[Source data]
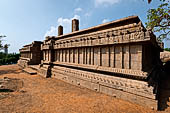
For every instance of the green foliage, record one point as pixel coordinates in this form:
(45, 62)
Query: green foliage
(159, 20)
(167, 49)
(1, 46)
(8, 58)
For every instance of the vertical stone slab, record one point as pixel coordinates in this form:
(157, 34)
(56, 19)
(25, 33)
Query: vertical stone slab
(76, 55)
(81, 55)
(84, 55)
(105, 56)
(71, 55)
(63, 55)
(66, 53)
(96, 50)
(126, 56)
(92, 55)
(60, 55)
(60, 30)
(44, 57)
(99, 57)
(140, 57)
(136, 57)
(49, 55)
(88, 55)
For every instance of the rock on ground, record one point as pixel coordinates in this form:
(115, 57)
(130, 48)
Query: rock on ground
(39, 94)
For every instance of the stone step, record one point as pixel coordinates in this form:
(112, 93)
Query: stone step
(30, 71)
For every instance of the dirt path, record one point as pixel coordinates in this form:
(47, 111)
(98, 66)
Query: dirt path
(41, 95)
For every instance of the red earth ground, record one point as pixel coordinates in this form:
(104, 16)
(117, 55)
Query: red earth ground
(36, 94)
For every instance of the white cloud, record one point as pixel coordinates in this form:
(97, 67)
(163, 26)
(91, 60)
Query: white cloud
(78, 10)
(65, 22)
(105, 20)
(106, 2)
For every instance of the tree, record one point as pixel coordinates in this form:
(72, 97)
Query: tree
(159, 20)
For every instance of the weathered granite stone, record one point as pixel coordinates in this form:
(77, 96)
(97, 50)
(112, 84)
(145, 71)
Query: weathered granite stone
(118, 58)
(30, 54)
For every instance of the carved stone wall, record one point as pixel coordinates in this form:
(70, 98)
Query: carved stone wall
(31, 54)
(115, 58)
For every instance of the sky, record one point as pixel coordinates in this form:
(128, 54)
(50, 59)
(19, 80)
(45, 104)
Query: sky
(25, 21)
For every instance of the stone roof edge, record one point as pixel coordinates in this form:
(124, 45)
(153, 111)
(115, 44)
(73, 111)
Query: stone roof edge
(95, 27)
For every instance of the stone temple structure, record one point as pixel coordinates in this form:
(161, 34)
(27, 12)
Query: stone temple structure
(118, 58)
(30, 54)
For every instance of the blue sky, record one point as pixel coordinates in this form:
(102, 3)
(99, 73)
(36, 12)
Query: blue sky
(24, 21)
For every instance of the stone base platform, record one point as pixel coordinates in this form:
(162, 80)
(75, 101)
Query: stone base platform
(135, 91)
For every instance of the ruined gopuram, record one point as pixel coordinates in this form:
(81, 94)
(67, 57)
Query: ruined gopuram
(116, 58)
(30, 54)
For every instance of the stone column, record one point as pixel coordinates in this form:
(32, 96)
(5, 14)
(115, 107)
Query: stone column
(60, 30)
(75, 25)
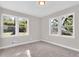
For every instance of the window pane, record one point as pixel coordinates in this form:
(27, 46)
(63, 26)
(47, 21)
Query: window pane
(22, 25)
(8, 25)
(67, 25)
(54, 26)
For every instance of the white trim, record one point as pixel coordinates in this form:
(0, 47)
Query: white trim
(17, 44)
(16, 26)
(59, 26)
(64, 46)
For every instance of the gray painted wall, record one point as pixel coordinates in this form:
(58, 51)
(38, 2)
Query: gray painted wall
(65, 41)
(34, 29)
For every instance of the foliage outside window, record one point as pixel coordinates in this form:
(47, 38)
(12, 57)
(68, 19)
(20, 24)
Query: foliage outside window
(54, 26)
(8, 25)
(22, 26)
(67, 25)
(63, 24)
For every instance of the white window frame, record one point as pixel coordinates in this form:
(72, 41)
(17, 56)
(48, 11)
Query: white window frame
(59, 26)
(27, 32)
(16, 26)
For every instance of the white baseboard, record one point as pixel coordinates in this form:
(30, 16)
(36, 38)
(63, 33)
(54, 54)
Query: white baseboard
(74, 49)
(17, 44)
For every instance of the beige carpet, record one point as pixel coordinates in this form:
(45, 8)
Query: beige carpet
(38, 49)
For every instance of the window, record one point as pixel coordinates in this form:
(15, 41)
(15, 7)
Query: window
(67, 25)
(63, 25)
(54, 26)
(8, 25)
(14, 26)
(23, 26)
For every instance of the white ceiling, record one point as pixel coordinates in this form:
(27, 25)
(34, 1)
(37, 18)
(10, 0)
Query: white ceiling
(33, 8)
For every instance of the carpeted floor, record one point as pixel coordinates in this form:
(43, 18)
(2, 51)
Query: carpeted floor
(38, 49)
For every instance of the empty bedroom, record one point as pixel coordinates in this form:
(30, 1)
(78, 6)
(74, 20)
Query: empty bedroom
(39, 28)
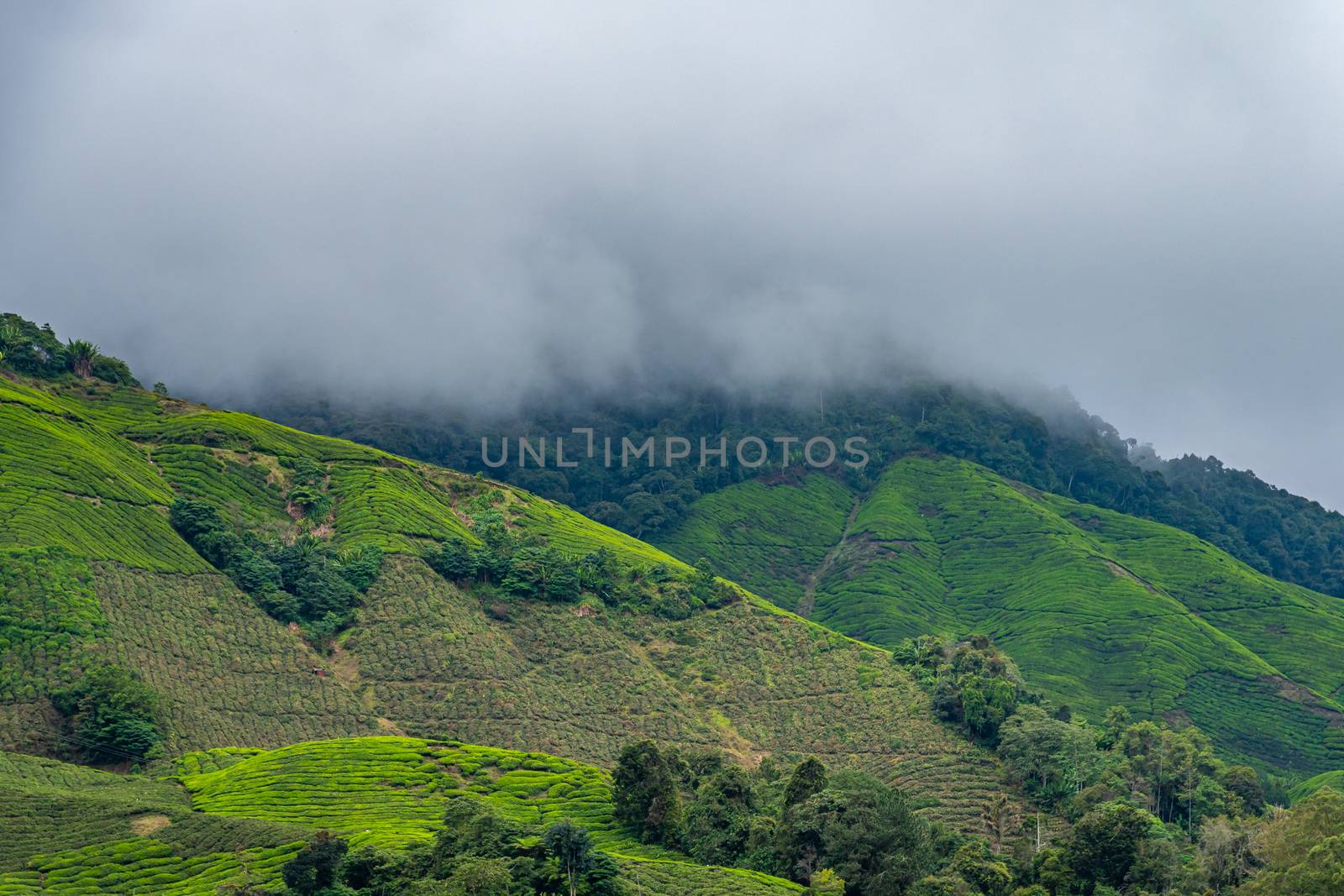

▸ **Your goal**
Output every line of the listing above as a numbered list, skipping blank lines and omitting the pictures.

▸ **Answer to this task**
1. For every instance of the green foliage, record one point as pixel coordinates in this form:
2. (45, 62)
3. Query: green foliage
4. (159, 20)
5. (167, 49)
6. (1, 46)
7. (8, 58)
8. For every instance of the vertical stone slab, record one point as pixel coordinates in this form:
9. (157, 34)
10. (56, 19)
11. (25, 33)
12. Query: vertical stone slab
13. (76, 55)
14. (81, 55)
15. (84, 55)
16. (105, 56)
17. (71, 55)
18. (63, 55)
19. (66, 53)
20. (96, 50)
21. (126, 56)
22. (92, 55)
23. (60, 55)
24. (60, 30)
25. (44, 57)
26. (99, 57)
27. (140, 57)
28. (136, 57)
29. (49, 55)
30. (88, 55)
31. For every instance of the rock on ground, record one point as pixel coordinates in this form:
32. (115, 57)
33. (130, 48)
34. Query: rock on ground
35. (39, 94)
36. For every instance of the stone step, record one point as pixel coordinates in this form:
37. (112, 93)
38. Query: stone step
39. (30, 71)
40. For every instance of the dirt path, record one point as pixel coordinates in this form:
41. (47, 111)
42. (98, 66)
43. Query: dirt path
44. (41, 95)
45. For every instance of the red earth ground, record one point as pixel coordinates in this form:
46. (104, 16)
47. (117, 55)
48. Query: red earth ground
49. (36, 94)
50. For every instance of the white cloud, record one point as pixel coordinates in this form:
51. (97, 67)
52. (163, 26)
53. (91, 60)
54. Query: white cloud
55. (78, 10)
56. (65, 22)
57. (105, 20)
58. (106, 2)
59. For every instance of the tree, record one point as pixel coordinates in this form:
60. (72, 97)
61. Query: tree
62. (159, 20)
63. For every instance of the weathered granite stone, record one point as pixel coordinates in this form:
64. (77, 96)
65. (97, 50)
66. (112, 84)
67. (145, 71)
68. Query: weathered granite stone
69. (118, 58)
70. (30, 54)
71. For every instance of the carved stone wall, record one point as pixel coordinates in this form:
72. (70, 98)
73. Query: carved stone wall
74. (31, 54)
75. (115, 58)
76. For every instance of the sky, record one point as pixel coordinates in this form:
77. (128, 54)
78. (50, 59)
79. (19, 80)
80. (45, 104)
81. Query: sky
82. (25, 21)
83. For every instance of the stone roof edge, record one point as pixel coordinates in this form:
84. (124, 45)
85. (153, 111)
86. (115, 44)
87. (73, 111)
88. Query: stone roof edge
89. (95, 27)
90. For every instance of the stone temple structure, record one point as pixel coordinates in this form:
91. (161, 34)
92. (27, 12)
93. Query: stone temple structure
94. (118, 58)
95. (30, 54)
96. For every instance of the blue sky, record one point as pixel coordinates in this form:
97. (102, 3)
98. (99, 73)
99. (36, 12)
100. Query: blue sky
101. (24, 21)
102. For every instance of the stone base platform, record one point as pixel coordinates in this form:
103. (162, 80)
104. (75, 101)
105. Query: stone base platform
106. (135, 91)
107. For every instance of the ruined gopuram, record one point as pixel coordinates in this form:
108. (81, 94)
109. (67, 57)
110. Query: ruined gopuram
111. (116, 58)
112. (30, 54)
113. For every instance of the stone column, record one point as pixel coordinates in this form:
114. (32, 96)
115. (5, 14)
116. (115, 107)
117. Query: stone column
118. (60, 30)
119. (75, 25)
120. For every instance of the window pane, record one point as pixel coordinates in this form:
121. (27, 46)
122. (63, 26)
123. (47, 21)
124. Query: window pane
125. (22, 25)
126. (8, 25)
127. (67, 25)
128. (54, 26)
129. For every instance of the white trim, record one point as pixel coordinates in this form:
130. (0, 47)
131. Query: white trim
132. (17, 44)
133. (16, 26)
134. (59, 26)
135. (64, 46)
136. For every instance of the gray painted wall, record one point as pixel coordinates in this form:
137. (58, 51)
138. (38, 2)
139. Query: gray painted wall
140. (65, 41)
141. (34, 29)
142. For every instance of the foliage outside window, record one point as pixel coordinates in this form:
143. (47, 38)
144. (12, 57)
145. (68, 19)
146. (20, 24)
147. Query: foliage outside window
148. (54, 26)
149. (8, 25)
150. (22, 26)
151. (67, 25)
152. (63, 24)
153. For every instance of the white window frame, record one point as pixel coordinates in this form:
154. (72, 41)
155. (17, 56)
156. (48, 11)
157. Query: white window frame
158. (59, 26)
159. (27, 32)
160. (16, 26)
161. For every instance of the white baseboard, record one point as pixel coordinates in this form:
162. (30, 16)
163. (36, 38)
164. (63, 33)
165. (54, 54)
166. Query: white baseboard
167. (74, 49)
168. (17, 44)
169. For every instance of the beige carpet, record one point as pixel coordinates in this form:
170. (45, 8)
171. Query: beige carpet
172. (38, 49)
173. For every instance of the window, record one point as pixel coordinates in this form:
174. (15, 41)
175. (15, 7)
176. Query: window
177. (67, 25)
178. (63, 25)
179. (54, 26)
180. (8, 25)
181. (14, 26)
182. (23, 26)
183. For every instance of the white ceiling, record one point as pixel coordinates in this form:
184. (27, 25)
185. (34, 1)
186. (37, 18)
187. (10, 0)
188. Query: white ceiling
189. (33, 8)
190. For every instance of the carpeted floor, record one point as pixel coordinates in this form:
191. (43, 18)
192. (2, 51)
193. Query: carpeted floor
194. (38, 49)
195. For every instance of the empty bedroom, record one point as pixel coordinates in this form:
196. (30, 1)
197. (78, 6)
198. (74, 20)
199. Query: empty bedroom
200. (39, 28)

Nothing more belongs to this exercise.